*** INFORMATION PROVIDED
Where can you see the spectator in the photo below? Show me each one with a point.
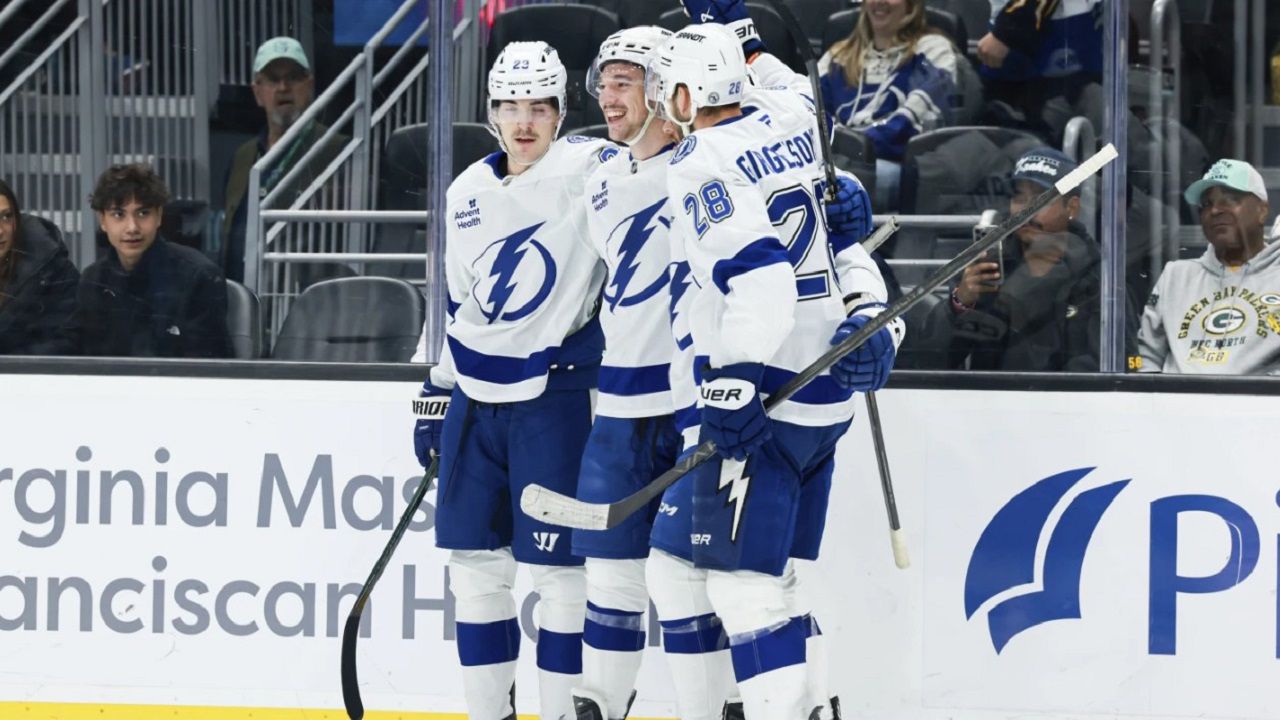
(1042, 64)
(1221, 311)
(283, 86)
(891, 78)
(1043, 311)
(37, 285)
(147, 297)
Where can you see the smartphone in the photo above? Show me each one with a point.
(993, 254)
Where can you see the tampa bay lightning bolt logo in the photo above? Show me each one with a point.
(1005, 557)
(684, 150)
(511, 270)
(626, 241)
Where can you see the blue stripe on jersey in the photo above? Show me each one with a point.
(635, 381)
(764, 251)
(499, 369)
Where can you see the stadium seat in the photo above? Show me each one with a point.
(965, 169)
(841, 24)
(243, 322)
(768, 23)
(353, 320)
(632, 13)
(853, 151)
(575, 32)
(402, 186)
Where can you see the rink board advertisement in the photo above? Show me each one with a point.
(197, 543)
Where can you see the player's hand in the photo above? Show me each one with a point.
(867, 368)
(732, 414)
(992, 51)
(429, 406)
(978, 278)
(850, 214)
(731, 13)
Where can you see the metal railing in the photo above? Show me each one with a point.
(123, 81)
(330, 218)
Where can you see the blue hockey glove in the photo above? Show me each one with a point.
(731, 13)
(429, 406)
(867, 368)
(850, 215)
(732, 413)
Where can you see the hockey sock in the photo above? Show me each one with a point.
(561, 609)
(615, 636)
(769, 666)
(700, 666)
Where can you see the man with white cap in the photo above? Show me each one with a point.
(283, 87)
(1219, 314)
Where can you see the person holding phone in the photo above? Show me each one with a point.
(1033, 304)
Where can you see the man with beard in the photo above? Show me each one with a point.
(1219, 313)
(283, 86)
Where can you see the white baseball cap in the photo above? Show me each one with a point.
(1235, 174)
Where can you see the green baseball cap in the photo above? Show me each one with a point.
(1235, 174)
(280, 48)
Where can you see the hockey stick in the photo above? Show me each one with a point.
(351, 630)
(897, 541)
(551, 506)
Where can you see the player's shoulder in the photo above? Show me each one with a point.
(478, 176)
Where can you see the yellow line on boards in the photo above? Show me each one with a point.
(95, 711)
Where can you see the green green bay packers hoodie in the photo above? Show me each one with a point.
(1206, 318)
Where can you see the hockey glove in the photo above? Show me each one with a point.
(850, 215)
(867, 368)
(732, 414)
(731, 13)
(429, 406)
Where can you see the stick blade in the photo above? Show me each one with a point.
(899, 542)
(549, 506)
(350, 680)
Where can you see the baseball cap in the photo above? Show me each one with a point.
(1042, 165)
(1235, 174)
(280, 48)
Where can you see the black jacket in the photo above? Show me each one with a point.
(172, 305)
(1032, 324)
(37, 315)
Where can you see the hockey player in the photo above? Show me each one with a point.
(635, 434)
(521, 355)
(769, 297)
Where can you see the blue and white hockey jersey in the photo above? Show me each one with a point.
(630, 219)
(524, 279)
(766, 282)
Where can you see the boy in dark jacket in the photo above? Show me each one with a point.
(1042, 313)
(37, 285)
(147, 297)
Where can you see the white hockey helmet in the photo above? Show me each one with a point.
(635, 46)
(708, 60)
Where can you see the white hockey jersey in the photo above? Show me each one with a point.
(524, 279)
(767, 285)
(630, 218)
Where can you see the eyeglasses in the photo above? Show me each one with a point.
(291, 77)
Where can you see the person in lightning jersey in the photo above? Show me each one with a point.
(776, 277)
(520, 360)
(636, 434)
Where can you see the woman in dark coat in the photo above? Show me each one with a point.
(37, 285)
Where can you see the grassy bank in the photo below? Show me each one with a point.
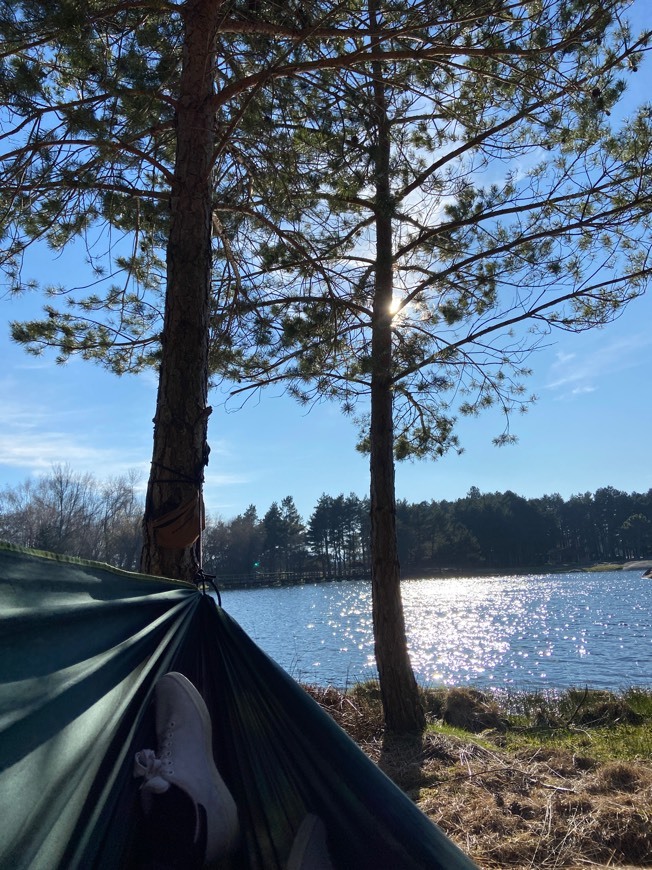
(525, 780)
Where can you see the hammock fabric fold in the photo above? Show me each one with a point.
(81, 648)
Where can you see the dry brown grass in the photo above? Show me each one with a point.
(539, 806)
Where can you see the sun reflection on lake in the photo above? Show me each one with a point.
(548, 631)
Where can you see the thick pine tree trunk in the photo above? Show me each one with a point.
(180, 451)
(399, 691)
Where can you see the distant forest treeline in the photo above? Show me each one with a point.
(72, 513)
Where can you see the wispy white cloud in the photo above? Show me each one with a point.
(574, 374)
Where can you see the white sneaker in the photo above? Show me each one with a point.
(185, 759)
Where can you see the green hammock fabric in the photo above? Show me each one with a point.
(81, 647)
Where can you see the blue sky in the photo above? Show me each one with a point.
(590, 427)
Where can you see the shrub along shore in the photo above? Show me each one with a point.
(522, 780)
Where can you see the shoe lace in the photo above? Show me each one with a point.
(156, 769)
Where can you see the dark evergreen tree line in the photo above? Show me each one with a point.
(73, 513)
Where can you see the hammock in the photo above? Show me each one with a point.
(81, 647)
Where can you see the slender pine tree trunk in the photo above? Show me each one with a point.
(400, 695)
(180, 451)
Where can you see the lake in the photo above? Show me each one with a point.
(549, 631)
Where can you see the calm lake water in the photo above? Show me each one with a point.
(548, 631)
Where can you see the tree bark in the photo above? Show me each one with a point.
(399, 691)
(180, 451)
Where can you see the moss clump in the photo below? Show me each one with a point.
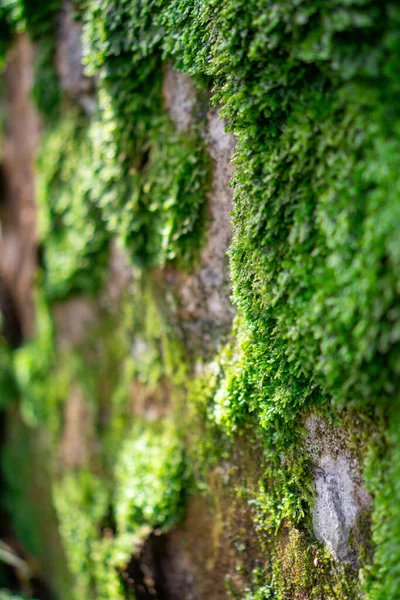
(311, 91)
(147, 494)
(73, 231)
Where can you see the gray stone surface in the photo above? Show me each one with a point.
(340, 497)
(69, 59)
(204, 310)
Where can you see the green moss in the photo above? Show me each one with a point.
(72, 228)
(310, 90)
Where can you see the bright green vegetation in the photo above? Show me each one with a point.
(310, 90)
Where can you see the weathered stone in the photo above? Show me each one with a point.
(204, 310)
(18, 235)
(69, 58)
(340, 496)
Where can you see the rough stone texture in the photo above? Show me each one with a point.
(180, 98)
(204, 310)
(77, 443)
(340, 497)
(120, 278)
(216, 545)
(73, 320)
(69, 58)
(18, 238)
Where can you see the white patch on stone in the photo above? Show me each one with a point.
(335, 511)
(340, 496)
(180, 96)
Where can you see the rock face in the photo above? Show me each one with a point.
(340, 497)
(205, 311)
(18, 239)
(69, 58)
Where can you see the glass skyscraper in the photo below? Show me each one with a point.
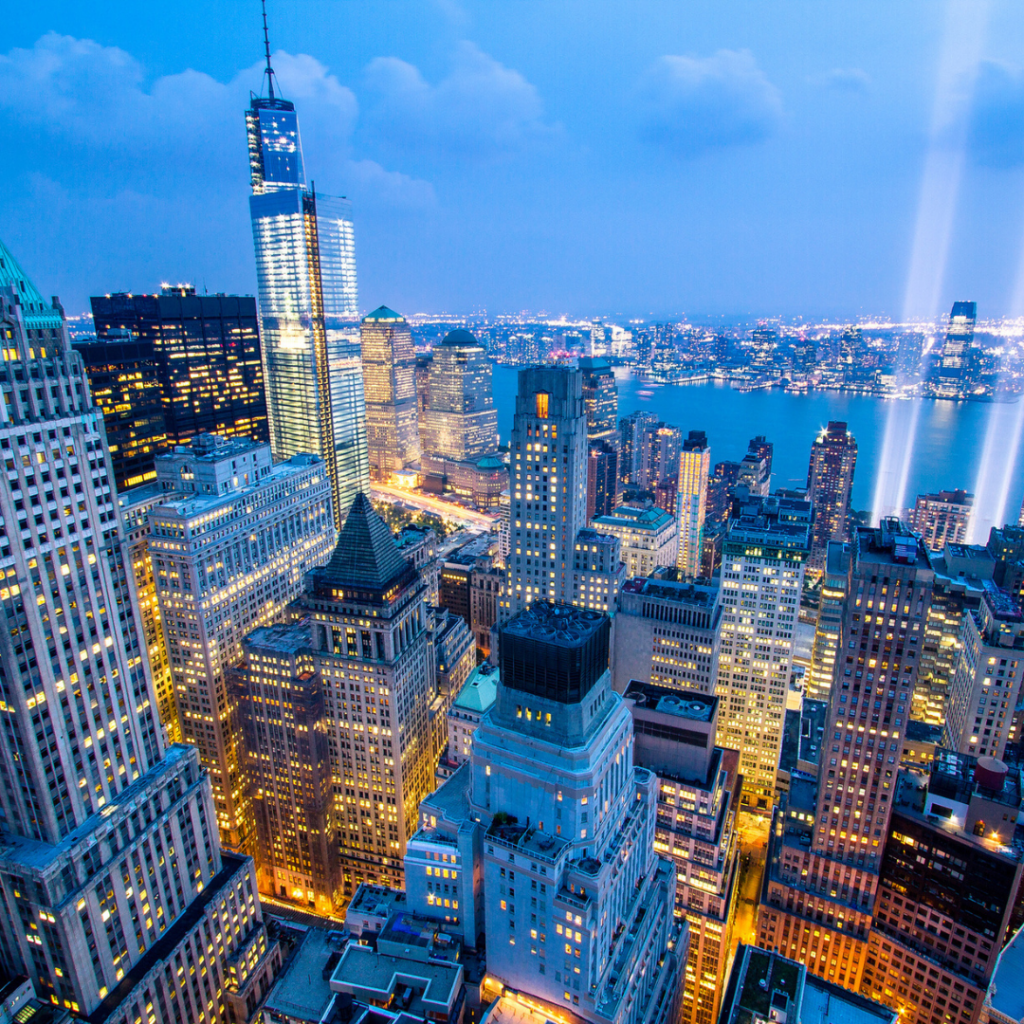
(305, 269)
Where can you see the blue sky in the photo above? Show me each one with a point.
(721, 159)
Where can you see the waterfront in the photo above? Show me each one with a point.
(948, 448)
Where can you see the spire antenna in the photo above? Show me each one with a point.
(266, 48)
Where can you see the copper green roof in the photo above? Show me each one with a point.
(382, 312)
(366, 555)
(37, 312)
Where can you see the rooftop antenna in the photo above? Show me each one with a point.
(266, 47)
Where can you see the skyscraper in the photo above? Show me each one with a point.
(763, 564)
(600, 395)
(205, 354)
(305, 271)
(460, 421)
(942, 518)
(829, 480)
(112, 881)
(694, 466)
(389, 385)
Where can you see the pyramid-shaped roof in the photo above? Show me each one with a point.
(383, 312)
(366, 554)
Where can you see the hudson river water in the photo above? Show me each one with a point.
(948, 448)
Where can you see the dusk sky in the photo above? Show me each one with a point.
(582, 157)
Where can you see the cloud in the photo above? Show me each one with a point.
(846, 80)
(692, 104)
(481, 111)
(996, 122)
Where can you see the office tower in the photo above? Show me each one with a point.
(986, 681)
(949, 374)
(763, 562)
(371, 648)
(460, 421)
(602, 478)
(548, 484)
(633, 448)
(389, 383)
(553, 857)
(305, 273)
(125, 383)
(694, 466)
(136, 504)
(698, 790)
(942, 518)
(648, 537)
(720, 486)
(664, 445)
(823, 876)
(829, 480)
(229, 545)
(667, 633)
(600, 395)
(113, 884)
(829, 622)
(762, 979)
(281, 704)
(205, 353)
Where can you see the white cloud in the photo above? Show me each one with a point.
(482, 110)
(691, 104)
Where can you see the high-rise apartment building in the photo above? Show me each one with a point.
(389, 383)
(829, 480)
(552, 857)
(305, 273)
(460, 421)
(667, 634)
(371, 647)
(828, 625)
(602, 478)
(118, 904)
(694, 467)
(281, 705)
(600, 395)
(986, 681)
(124, 379)
(205, 355)
(763, 561)
(548, 507)
(649, 537)
(229, 547)
(942, 517)
(674, 736)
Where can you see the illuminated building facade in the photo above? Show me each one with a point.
(229, 545)
(305, 272)
(986, 681)
(460, 421)
(389, 385)
(828, 625)
(280, 700)
(125, 383)
(371, 648)
(763, 561)
(674, 736)
(829, 480)
(942, 518)
(649, 537)
(694, 467)
(552, 857)
(668, 634)
(113, 885)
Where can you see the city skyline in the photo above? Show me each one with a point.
(705, 99)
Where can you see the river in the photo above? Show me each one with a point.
(949, 438)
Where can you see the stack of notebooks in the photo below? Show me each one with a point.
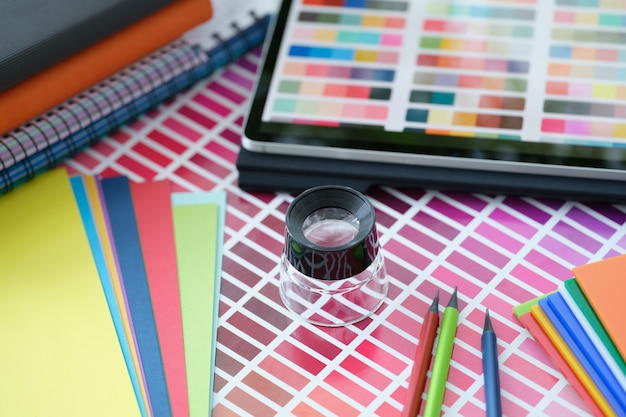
(581, 328)
(108, 297)
(69, 105)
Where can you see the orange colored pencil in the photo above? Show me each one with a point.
(421, 362)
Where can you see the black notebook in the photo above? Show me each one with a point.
(35, 34)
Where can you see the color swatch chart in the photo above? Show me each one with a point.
(502, 69)
(500, 251)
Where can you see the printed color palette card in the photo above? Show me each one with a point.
(500, 251)
(531, 70)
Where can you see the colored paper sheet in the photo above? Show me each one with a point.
(59, 355)
(595, 331)
(99, 216)
(127, 246)
(523, 314)
(585, 355)
(89, 225)
(198, 247)
(604, 285)
(571, 359)
(153, 210)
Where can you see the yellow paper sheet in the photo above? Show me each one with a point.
(59, 354)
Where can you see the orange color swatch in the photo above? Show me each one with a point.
(604, 284)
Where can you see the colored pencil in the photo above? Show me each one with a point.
(421, 362)
(491, 372)
(443, 354)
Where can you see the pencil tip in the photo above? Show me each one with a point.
(434, 307)
(488, 327)
(453, 300)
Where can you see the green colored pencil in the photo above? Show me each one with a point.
(443, 354)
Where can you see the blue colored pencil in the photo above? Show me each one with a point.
(491, 373)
******
Return word for word the line with "Where can you see the blue colored" and every line after it through the end of the records above.

_TASK RESULT_
Where can you see the blue colored pencil in the photo above? Show me each one with a point.
(491, 373)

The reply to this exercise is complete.